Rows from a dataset
****************

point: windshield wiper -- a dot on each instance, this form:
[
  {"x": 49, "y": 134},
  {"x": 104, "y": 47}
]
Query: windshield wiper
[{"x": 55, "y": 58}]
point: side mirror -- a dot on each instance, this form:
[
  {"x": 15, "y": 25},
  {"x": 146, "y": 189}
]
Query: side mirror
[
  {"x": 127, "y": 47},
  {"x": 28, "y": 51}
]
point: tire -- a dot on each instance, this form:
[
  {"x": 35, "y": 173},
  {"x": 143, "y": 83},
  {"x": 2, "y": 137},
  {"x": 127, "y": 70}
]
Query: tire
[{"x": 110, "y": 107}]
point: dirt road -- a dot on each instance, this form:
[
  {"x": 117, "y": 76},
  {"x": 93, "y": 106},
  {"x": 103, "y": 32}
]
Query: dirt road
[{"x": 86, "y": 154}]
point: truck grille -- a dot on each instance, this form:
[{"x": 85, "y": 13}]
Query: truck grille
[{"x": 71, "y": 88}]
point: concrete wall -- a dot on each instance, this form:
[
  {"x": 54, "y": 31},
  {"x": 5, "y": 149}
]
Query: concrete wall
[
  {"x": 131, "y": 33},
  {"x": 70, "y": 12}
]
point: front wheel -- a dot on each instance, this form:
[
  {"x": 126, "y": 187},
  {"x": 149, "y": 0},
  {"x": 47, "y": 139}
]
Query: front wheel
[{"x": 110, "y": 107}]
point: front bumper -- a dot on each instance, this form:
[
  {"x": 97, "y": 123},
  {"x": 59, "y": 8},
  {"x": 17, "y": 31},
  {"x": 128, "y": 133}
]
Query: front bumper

****************

§ **Exercise requirements**
Rewrite the data starting at the line that contains "point: front bumper" and ending at the last line of the data, swapping "front bumper" for "rear bumper" and leaving everything else unchanged.

§ **Reply to the task**
point: rear bumper -- a dot on each instance, this form:
[
  {"x": 97, "y": 123},
  {"x": 59, "y": 8},
  {"x": 17, "y": 31},
  {"x": 128, "y": 133}
]
Query: rear bumper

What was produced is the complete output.